* begin Provided data *
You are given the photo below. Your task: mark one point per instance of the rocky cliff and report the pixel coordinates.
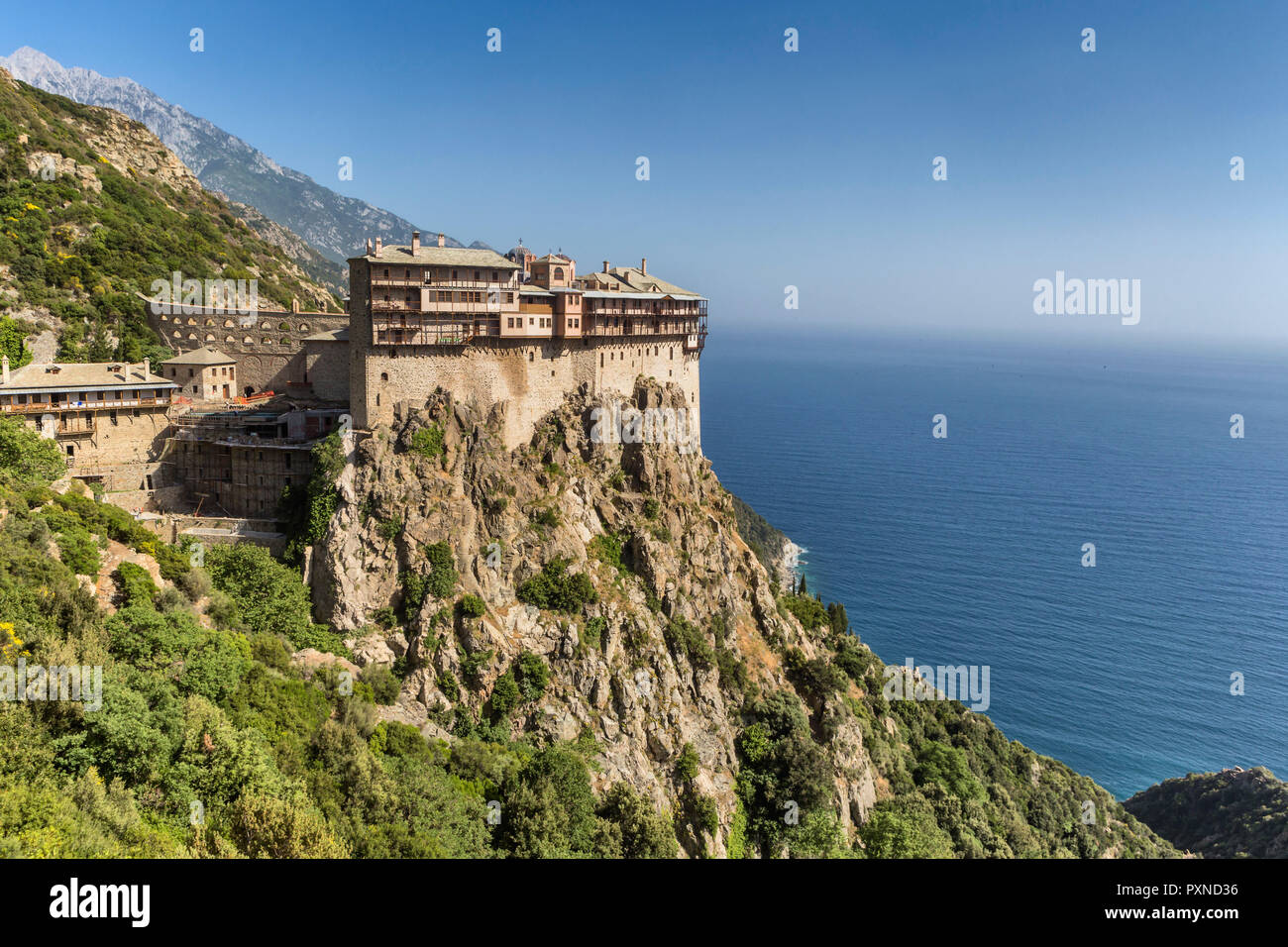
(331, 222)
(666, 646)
* end Provided data *
* begin Provided data *
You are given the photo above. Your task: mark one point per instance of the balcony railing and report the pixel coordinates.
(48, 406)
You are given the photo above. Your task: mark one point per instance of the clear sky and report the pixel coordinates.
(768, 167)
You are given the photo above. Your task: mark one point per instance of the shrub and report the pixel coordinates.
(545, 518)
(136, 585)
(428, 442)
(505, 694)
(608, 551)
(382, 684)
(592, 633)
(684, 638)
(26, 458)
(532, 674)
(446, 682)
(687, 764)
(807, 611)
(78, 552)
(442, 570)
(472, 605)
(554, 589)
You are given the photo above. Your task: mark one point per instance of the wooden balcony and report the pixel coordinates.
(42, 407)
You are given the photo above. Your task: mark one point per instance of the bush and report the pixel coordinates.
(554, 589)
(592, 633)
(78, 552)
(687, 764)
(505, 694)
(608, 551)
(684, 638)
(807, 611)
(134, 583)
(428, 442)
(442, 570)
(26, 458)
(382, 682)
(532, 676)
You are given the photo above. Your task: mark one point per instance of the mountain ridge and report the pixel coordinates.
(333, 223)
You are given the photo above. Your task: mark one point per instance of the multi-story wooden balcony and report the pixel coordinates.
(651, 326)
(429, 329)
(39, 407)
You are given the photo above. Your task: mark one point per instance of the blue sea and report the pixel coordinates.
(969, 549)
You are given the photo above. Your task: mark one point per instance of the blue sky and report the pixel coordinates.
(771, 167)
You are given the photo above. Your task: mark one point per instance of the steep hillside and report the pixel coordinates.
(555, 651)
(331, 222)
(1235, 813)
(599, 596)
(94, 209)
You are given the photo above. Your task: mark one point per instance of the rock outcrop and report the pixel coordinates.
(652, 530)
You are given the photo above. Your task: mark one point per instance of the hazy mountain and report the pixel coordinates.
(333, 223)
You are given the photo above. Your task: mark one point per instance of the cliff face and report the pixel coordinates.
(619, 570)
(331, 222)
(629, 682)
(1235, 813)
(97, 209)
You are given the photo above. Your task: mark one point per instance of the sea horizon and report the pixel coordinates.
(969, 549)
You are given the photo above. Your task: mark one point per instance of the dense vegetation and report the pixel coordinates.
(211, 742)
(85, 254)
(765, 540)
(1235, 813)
* end Provided data *
* begin Provided data *
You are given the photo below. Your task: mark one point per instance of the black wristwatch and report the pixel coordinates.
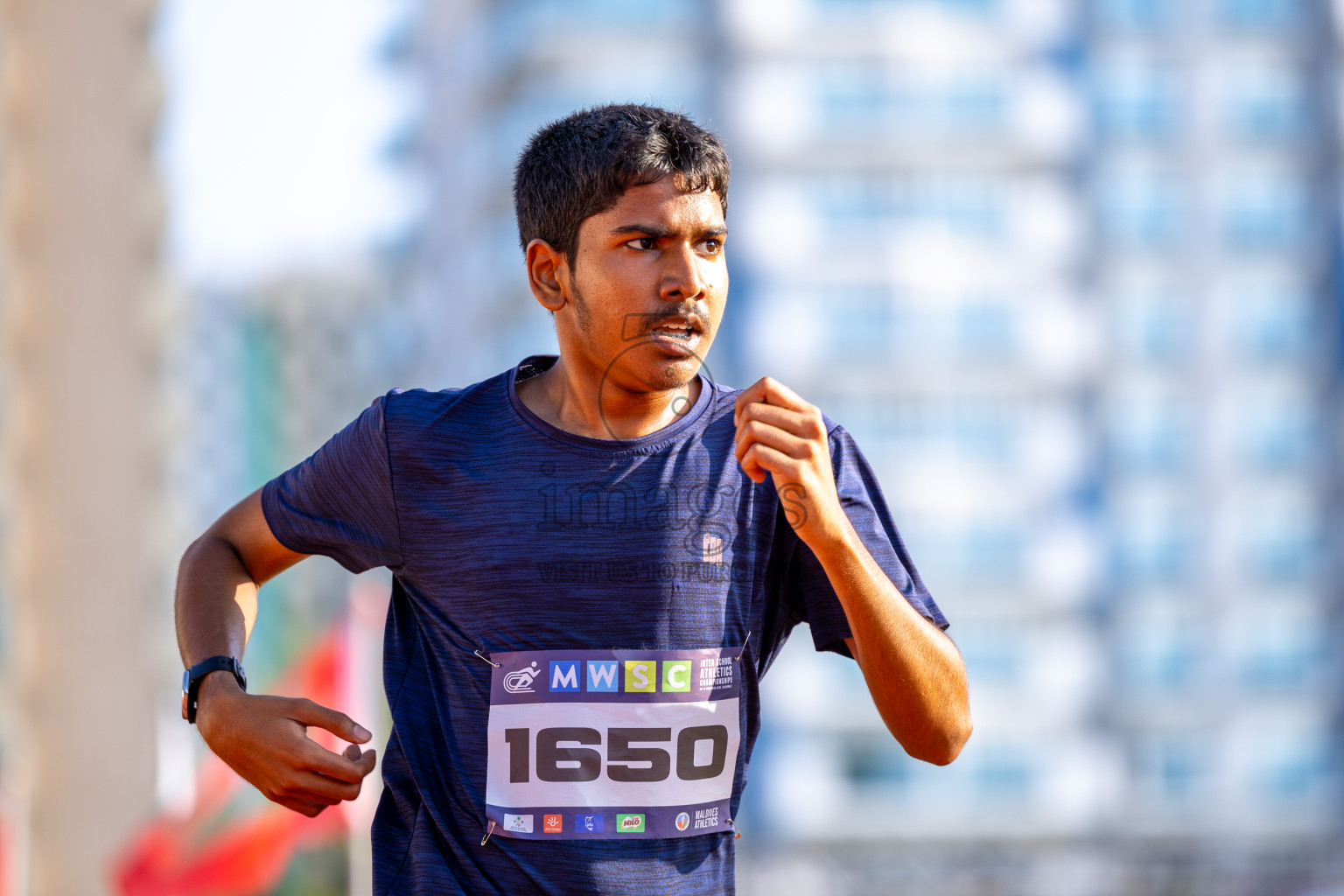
* end Provided data *
## Aim
Pick out and copy every line of the records above that contains the string "wooden". Treat the match as case-sensitive.

## Task output
You are given the photo above. Your task: mark one point per instance of the wooden balcony and report the pixel coordinates.
You are given the photo above. Your task: mark one point per instance of the multi-story wooden balcony and report the pixel coordinates.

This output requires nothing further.